KUTIPAN TEKS —
※ ※ ※

POTPOURRIVeritas

Abdulrazak Gurnah dan Sastra Pengungsian

Setiap tahun, Komite Nobel mengambil seorang penulis tunggal dari arus besar kesusastraan dunia dan, dengan mengurapinya, secara implisit mengangkat penulis itu di atas segalanya, dengan cara yang jelas-jelas menyesatkan. Ada terlalu banyak penulis, terlalu banyak ‘register’, dengan terlalu banyak perbedaan penting di antara mereka—dan tidak ada metrik tunggal yang dapat digunakan untuk membandingkan semua penulis secara bermakna.

Oleh  :  Kristen Roupenian

JERNIH– Pertama kali saya bertemu dengan karya peraih Nobel Sastra 2021, Abdulrazak Gurnah, terjadi ketika saya belajar untuk ujian lapangan dalam sastra pasca-kolonial, pada 2009 lalu. Yang paling saya ingat adalah gaya tulisannya mampu mengurangi respons analitis saya yang pedas, yang akhir-akhir ini telah berkembang dalam proporsi mengerikan.

Saat itu, dalam karir pascasarjana saya, saya tidak bisa melewati halaman fiksi tanpa mencoret-coretkan tanda tanya dan tanda seru, beserta komentar gila di pinggir halaman buku. Tapi saya bisa ditenggelam “Paradise,”novel sejarah yang ditulis Gurnah tentang kolonisasi di Afrika Timur, yang diterbitkan pada tahun 1994. Saya saat itu membaca laiknya orang yang masih membaca buat kesenangan. Buku itu mampu memukau saya dengan kekayaan indranya, kilatan erotismenya, dan lamunan interioritas sang protagonisnya. Novel itu bicara tentang kebangkitan jaringan komunitas multibahasa yang terancam oleh monokultur colonial. Lain dari biasa, saat itu pena saya tak banyak menuliskan kata-kata pedas di pinggiran buku.

※ ※ ※

Entri dari kumpulan data —
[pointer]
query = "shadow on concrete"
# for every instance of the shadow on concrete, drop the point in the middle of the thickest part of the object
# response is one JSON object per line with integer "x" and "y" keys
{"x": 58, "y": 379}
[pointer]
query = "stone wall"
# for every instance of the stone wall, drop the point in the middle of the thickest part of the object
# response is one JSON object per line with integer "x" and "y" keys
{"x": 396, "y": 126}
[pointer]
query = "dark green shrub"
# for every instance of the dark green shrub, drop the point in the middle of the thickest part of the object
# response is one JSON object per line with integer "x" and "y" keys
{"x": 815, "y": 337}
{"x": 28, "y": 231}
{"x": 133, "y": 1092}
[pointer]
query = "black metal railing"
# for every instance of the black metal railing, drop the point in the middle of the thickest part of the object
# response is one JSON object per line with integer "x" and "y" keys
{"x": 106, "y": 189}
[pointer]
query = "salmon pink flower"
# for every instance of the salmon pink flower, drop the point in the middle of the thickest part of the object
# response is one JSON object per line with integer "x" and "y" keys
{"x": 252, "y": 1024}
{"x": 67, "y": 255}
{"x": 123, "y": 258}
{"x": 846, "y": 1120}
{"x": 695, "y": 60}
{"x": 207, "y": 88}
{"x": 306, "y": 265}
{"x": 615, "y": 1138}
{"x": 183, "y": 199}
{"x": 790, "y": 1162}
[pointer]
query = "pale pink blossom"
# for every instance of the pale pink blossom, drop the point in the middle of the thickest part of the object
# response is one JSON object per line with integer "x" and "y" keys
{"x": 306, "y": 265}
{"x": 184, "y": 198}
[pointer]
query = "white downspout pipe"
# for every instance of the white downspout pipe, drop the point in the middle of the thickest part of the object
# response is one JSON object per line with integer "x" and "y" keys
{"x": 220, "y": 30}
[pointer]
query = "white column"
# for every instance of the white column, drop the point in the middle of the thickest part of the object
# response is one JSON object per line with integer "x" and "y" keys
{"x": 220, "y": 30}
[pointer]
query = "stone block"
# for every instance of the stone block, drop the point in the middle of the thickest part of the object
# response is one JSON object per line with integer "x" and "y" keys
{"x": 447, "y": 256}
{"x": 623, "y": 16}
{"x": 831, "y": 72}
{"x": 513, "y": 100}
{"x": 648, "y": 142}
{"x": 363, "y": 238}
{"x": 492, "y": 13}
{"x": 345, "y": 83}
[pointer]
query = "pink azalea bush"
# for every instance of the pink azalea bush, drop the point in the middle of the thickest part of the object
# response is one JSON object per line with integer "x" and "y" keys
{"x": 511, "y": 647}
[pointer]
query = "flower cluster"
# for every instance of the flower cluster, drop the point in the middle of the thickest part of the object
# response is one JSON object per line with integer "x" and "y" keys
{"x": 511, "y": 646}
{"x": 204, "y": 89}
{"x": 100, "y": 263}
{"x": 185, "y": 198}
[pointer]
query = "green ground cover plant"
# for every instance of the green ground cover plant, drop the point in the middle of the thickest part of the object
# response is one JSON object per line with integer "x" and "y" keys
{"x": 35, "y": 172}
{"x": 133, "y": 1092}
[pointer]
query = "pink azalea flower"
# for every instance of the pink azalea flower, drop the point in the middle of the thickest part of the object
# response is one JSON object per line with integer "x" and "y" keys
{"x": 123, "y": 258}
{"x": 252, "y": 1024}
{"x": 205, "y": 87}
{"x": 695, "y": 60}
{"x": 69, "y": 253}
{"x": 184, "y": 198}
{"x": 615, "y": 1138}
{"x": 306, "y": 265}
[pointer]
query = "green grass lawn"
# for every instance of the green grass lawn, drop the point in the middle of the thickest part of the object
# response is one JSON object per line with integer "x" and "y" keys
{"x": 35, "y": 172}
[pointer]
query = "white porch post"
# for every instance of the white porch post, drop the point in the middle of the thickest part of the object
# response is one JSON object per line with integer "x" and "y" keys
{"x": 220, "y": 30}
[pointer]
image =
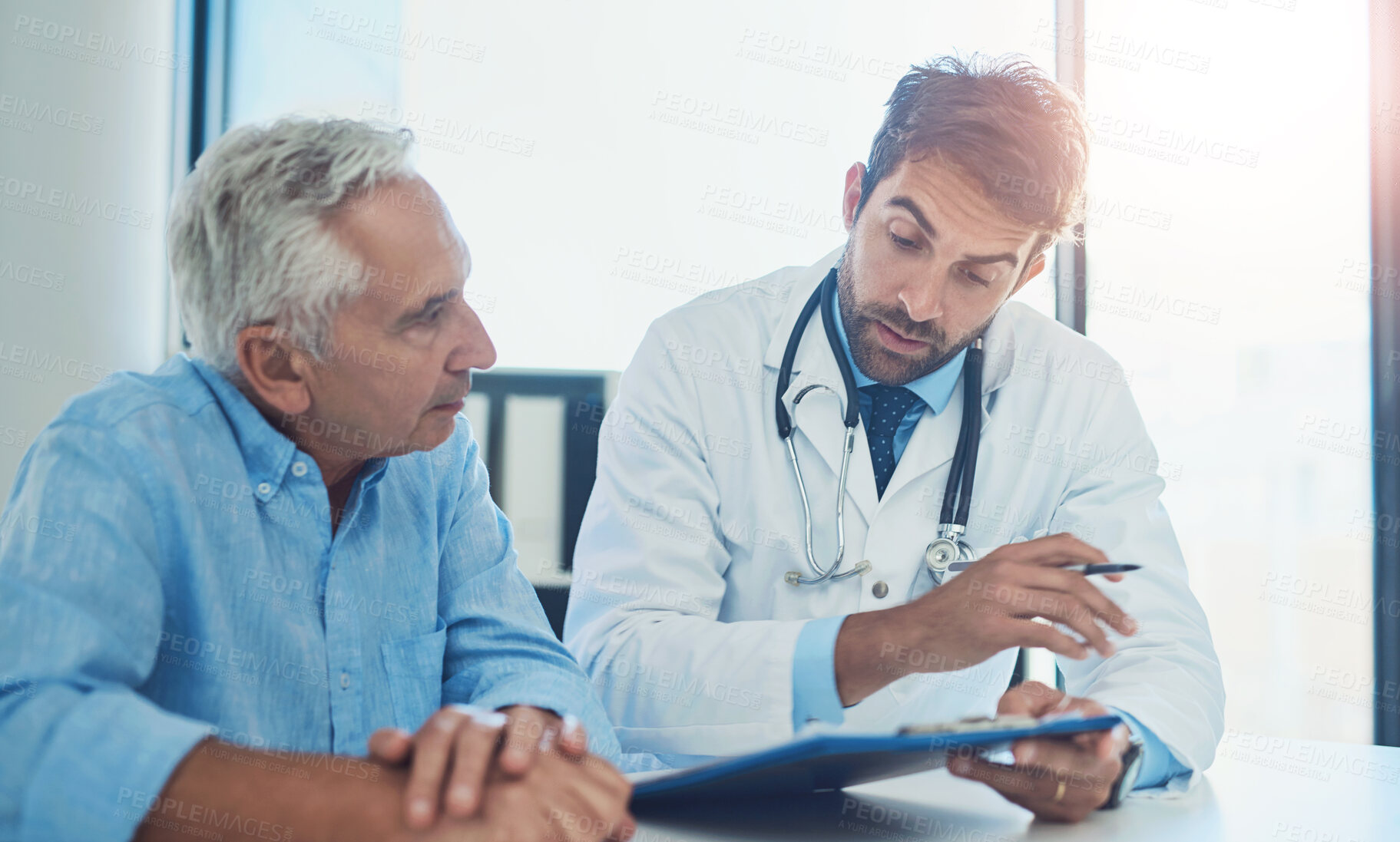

※ ※ ※

TUJUAN — Bisakah Anda menyalin kata demi kata bagian artikel tentang Abdulrazak Gurnah dari "JERNIH– Pertama kali" sampai "dalam proporsi mengerikan."?

JAWABAN TERTULIS —
JERNIH– Pertama kali saya bertemu dengan karya peraih Nobel Sastra 2021, Abdulrazak Gurnah, terjadi ketika saya belajar untuk ujian lapangan dalam sastra pasca-kolonial, pada 2009 lalu. Yang paling saya ingat adalah gaya tulisannya mampu mengurangi respons analitis saya yang pedas, yang akhir-akhir ini telah berkembang dalam proporsi mengerikan.